WHAT IS EXPECTED. A verbatim copy of the full data, with no pictures, is the expected answer.

[Segmentation mask data]
= = = =
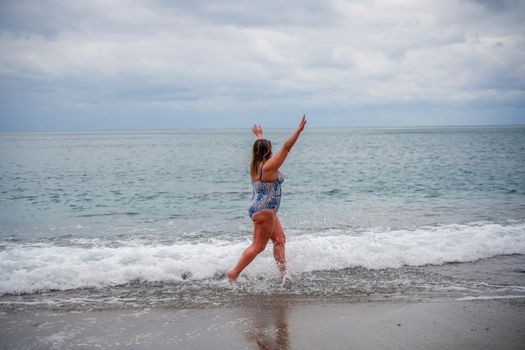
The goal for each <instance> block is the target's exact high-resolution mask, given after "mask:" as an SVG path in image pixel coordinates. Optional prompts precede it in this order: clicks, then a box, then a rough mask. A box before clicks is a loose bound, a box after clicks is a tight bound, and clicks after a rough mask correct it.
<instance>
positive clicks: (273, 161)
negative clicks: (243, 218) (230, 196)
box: [226, 115, 306, 283]
mask: <svg viewBox="0 0 525 350" xmlns="http://www.w3.org/2000/svg"><path fill="white" fill-rule="evenodd" d="M305 124H306V117H305V116H304V115H303V117H302V119H301V122H300V123H299V126H298V127H297V129H296V130H295V131H294V132H293V133H292V135H290V136H289V137H288V138H287V139H286V141H284V143H283V145H282V147H281V148H280V149H279V151H278V152H277V153H276V154H275V155H273V154H272V143H271V142H270V141H269V140H266V139H263V138H262V136H263V132H262V129H261V126H260V125H259V126H257V125H255V124H254V125H253V127H252V132H253V133H254V134H255V136H256V137H257V141H255V143H254V144H253V151H252V161H251V163H250V176H251V178H252V186H253V198H252V202H251V203H250V208H249V209H248V213H249V215H250V218H251V219H252V222H253V242H252V244H251V245H250V246H249V247H248V248H246V249H245V250H244V252H243V253H242V255H241V258H240V259H239V262H238V263H237V265H235V267H234V268H233V269H232V270H230V271H229V272H228V273H227V274H226V275H227V276H228V281H229V282H230V283H231V282H233V281H235V280H236V279H237V277H239V274H240V273H241V271H242V270H244V268H245V267H246V266H248V264H249V263H251V262H252V260H253V259H254V258H255V257H256V256H257V254H259V253H261V252H262V251H263V250H264V248H266V244H267V243H268V241H269V240H270V239H271V240H272V242H273V256H274V257H275V260H276V261H277V266H278V267H279V271H280V272H281V275H282V276H283V277H284V276H285V273H286V261H285V257H284V244H285V242H286V238H285V236H284V231H283V228H282V226H281V222H280V221H279V217H278V216H277V209H279V203H280V202H281V183H282V182H283V181H284V178H283V176H282V174H281V172H280V171H279V168H280V167H281V165H282V164H283V163H284V160H285V159H286V156H288V153H289V152H290V150H291V149H292V147H293V145H294V144H295V141H297V139H298V138H299V135H300V134H301V132H302V131H303V129H304V125H305Z"/></svg>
= = = =
ANSWER FOR THE TASK.
The goal for each <instance> block is the target's exact high-resolution mask, given after "mask:" as an SVG path in image pixel coordinates. Optional prompts precede it in this order: clicks, then a box, then a rough mask. A box before clicks is a loose bound, a box after clicks is a tight bound, and clicks after a rough mask correct it.
<instance>
positive clicks: (273, 161)
negative clicks: (243, 218) (230, 196)
box: [226, 115, 306, 283]
mask: <svg viewBox="0 0 525 350" xmlns="http://www.w3.org/2000/svg"><path fill="white" fill-rule="evenodd" d="M305 124H306V117H305V116H304V115H303V117H302V119H301V122H300V123H299V126H298V127H297V129H296V130H295V131H294V132H293V133H292V135H290V136H289V137H288V138H287V139H286V141H284V143H283V145H282V147H281V148H280V149H279V151H278V152H277V153H276V154H275V155H273V154H272V143H271V142H270V141H269V140H266V139H263V138H262V136H263V132H262V129H261V126H260V125H259V126H257V125H255V124H254V125H253V127H252V132H253V133H254V134H255V136H256V137H257V141H255V143H254V144H253V151H252V161H251V163H250V176H251V178H252V186H253V198H252V202H251V203H250V208H249V209H248V213H249V215H250V218H251V219H252V222H253V242H252V244H251V245H250V246H249V247H248V248H246V249H245V250H244V252H243V253H242V255H241V258H240V259H239V262H238V263H237V265H235V267H234V268H233V269H232V270H230V271H229V272H228V273H227V274H226V275H227V276H228V281H229V282H230V283H231V282H233V281H235V280H236V279H237V277H239V274H240V273H241V271H242V270H244V268H245V267H246V266H248V264H249V263H251V262H252V260H253V259H254V258H255V257H256V256H257V254H259V253H261V252H262V251H263V250H264V248H266V244H267V243H268V241H269V240H270V239H271V240H272V242H273V256H274V257H275V260H276V261H277V266H278V267H279V271H280V272H281V275H282V276H283V277H284V276H285V273H286V261H285V257H284V244H285V242H286V238H285V236H284V231H283V228H282V226H281V222H280V221H279V217H278V216H277V209H279V203H280V202H281V183H282V182H283V181H284V178H283V176H282V174H281V172H280V171H279V168H280V167H281V165H282V164H283V163H284V160H285V159H286V156H288V153H289V152H290V150H291V149H292V147H293V145H294V144H295V141H297V139H298V138H299V135H300V134H301V132H302V131H303V129H304V125H305Z"/></svg>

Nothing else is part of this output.